:: Excerpt to read ::
________________________
According to Smith, AT&T Park, San Francisco General Hospital, and the San Francisco Airport Commission have all already banned the use of e-cigarettes on their premises. Some Bay Area cities, such as Petaluma, have already classified vaping under their smoking ordinances. In Canada, the sale of e-cigarettes is entirely prohibited due to a lack of regulation and quality control, while cigarettes remain legal.
FDA regulation could certainly alleviate much of the pressure e-cigarette companies face from the public. However, if a safe e-cigarette is proven to exist via an official FDA evaluation, organizations like the DPH may still not allow public vaping for the sake of remaining strictly against the use of tobacco related products in public places.
Many of the arguments against the use of e-cigarettes are seemingly arbitrary to the discussion of public use since San Francisco's public policy holds so much blunt hostility toward anything tobacco related (but, of course, anything marijuana related is okay with the city). Oddly, e-cigarettes continue to get flack from the FDA, while other nicotine delivery systems such as patches and gum are FDA approved.
Under what legal grounds could San Francisco's government have the right to ban e-cigarette usage in public places if they are proved harmless? If the legislation passes, residents of non-smoking apartments would be unable to legally vape a scentless, allegedly toxin free e-cigarette in the privacy of their own home.
In March the FDA appointed Mitch Zeller as the new director of the Center for Tobacco Products. According to his FDA profile, Zeller, a lifelong proponent of FDA tobacco regulation, has deep-rooted ties to the anti-smoking movement and is currently an executive of a pharmaceutical consulting firm working closely with sellers of FDA approved, nicotine-replacement pharmaceuticals.
________________________
:: Task requirements ::
Update the e-cigarette excerpt between "Many of the" and "are FDA approved.", inclusive, replacing "flack" with "criticism".

:: Data shown ::
________________________
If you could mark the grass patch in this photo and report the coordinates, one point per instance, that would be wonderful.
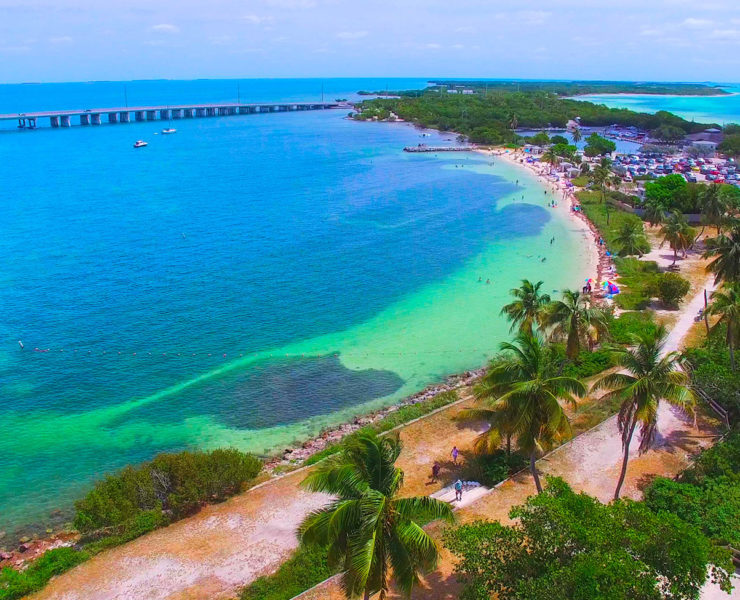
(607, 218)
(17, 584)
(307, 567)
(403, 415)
________________________
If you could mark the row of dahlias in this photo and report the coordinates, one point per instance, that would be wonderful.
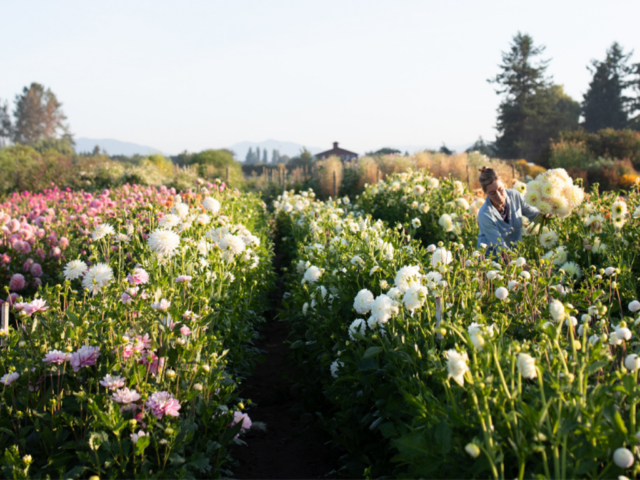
________________________
:: Response to the exercise ::
Many of the arguments against the use of e-cigarettes are seemingly arbitrary to the discussion of public use since San Francisco's public policy holds so much blunt hostility toward anything tobacco related (but, of course, anything marijuana related is okay with the city). Oddly, e-cigarettes continue to get criticism from the FDA, while other nicotine delivery systems such as patches and gum are FDA approved.